Start of LISTED RECORDS
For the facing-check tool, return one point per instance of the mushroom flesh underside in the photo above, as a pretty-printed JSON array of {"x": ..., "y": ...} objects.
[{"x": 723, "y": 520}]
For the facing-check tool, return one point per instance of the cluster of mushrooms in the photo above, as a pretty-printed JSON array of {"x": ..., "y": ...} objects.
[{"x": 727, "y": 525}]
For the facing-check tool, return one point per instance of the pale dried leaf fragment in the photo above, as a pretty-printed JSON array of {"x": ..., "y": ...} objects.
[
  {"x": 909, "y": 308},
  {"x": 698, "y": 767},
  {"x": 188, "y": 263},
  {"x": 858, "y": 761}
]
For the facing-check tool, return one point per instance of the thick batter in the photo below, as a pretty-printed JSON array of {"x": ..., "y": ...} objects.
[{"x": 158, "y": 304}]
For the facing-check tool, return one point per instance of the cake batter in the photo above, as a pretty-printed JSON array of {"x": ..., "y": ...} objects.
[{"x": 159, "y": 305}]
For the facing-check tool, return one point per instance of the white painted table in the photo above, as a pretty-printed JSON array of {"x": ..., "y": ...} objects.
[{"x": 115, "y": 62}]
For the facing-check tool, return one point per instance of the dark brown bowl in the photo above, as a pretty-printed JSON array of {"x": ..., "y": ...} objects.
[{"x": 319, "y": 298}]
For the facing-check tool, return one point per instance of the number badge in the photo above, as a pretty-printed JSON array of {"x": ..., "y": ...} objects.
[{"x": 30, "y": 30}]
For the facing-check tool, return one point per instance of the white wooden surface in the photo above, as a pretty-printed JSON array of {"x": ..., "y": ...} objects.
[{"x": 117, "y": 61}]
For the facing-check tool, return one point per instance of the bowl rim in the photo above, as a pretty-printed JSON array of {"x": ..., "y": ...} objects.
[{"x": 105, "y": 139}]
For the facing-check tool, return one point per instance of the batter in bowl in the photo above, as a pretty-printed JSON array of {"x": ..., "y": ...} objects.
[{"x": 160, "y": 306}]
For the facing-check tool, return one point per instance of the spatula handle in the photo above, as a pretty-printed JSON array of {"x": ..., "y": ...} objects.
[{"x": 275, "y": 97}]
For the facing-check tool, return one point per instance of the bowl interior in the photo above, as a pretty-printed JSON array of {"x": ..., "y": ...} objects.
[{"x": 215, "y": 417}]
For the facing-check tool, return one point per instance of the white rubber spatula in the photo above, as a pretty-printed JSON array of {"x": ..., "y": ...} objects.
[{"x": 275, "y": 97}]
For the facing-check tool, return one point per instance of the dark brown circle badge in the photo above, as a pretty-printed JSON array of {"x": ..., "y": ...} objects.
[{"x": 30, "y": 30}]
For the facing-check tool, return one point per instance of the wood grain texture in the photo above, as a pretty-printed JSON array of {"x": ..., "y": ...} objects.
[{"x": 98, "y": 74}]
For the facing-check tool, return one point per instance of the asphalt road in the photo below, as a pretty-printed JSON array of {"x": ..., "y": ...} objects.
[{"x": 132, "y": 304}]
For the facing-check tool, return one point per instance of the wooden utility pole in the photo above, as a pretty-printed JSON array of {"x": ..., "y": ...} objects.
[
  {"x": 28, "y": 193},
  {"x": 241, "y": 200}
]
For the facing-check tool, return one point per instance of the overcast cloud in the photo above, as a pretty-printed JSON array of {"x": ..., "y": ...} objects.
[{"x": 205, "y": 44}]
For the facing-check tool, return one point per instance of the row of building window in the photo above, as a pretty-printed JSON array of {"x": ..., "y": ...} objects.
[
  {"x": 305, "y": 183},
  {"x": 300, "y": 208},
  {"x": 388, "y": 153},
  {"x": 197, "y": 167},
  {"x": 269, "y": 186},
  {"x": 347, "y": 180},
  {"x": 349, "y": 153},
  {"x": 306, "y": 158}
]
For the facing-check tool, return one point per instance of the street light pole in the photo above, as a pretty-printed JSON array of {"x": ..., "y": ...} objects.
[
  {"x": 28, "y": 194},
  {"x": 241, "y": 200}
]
End of LISTED RECORDS
YOUR OBJECTIVE:
Please write out, exactly as they appear, the line that contains "the wood grain" and every line after it up to the end of the entries above, and no others.

EXPECTED OUTPUT:
For the facing-check tool, return one point per instance of the wood grain texture in the photo above, as a pretty-printed JSON array of {"x": ..., "y": ...} objects.
[{"x": 98, "y": 74}]
For the facing-check tool, return one point per instance of the asphalt road in the photo below, as a pretty-printed JSON array of {"x": ..., "y": ...} objects.
[{"x": 132, "y": 304}]
For the facing-check tool, return one point per instance of the wooden utility pole in the photo above, as a pretty-printed JSON array of {"x": ..., "y": ...} objects.
[
  {"x": 28, "y": 193},
  {"x": 241, "y": 200}
]
For the facing-check tool, return one point per instance of the overcast cloud in the photo above, as a pretty-printed JSON array of {"x": ..., "y": ...} objects.
[{"x": 205, "y": 44}]
For the facing-check tool, return one point per instance of the row of building window in the photo above, as a pretty-printed JSON array of {"x": ..., "y": ...} objects.
[
  {"x": 305, "y": 183},
  {"x": 300, "y": 208},
  {"x": 388, "y": 153},
  {"x": 197, "y": 167},
  {"x": 269, "y": 186},
  {"x": 347, "y": 180},
  {"x": 349, "y": 153},
  {"x": 306, "y": 158}
]
For the facing-check tool, return one point per instance of the street light pole in the photo above, as a pretty-printed JSON array of {"x": ..., "y": ...} objects.
[
  {"x": 28, "y": 194},
  {"x": 241, "y": 200}
]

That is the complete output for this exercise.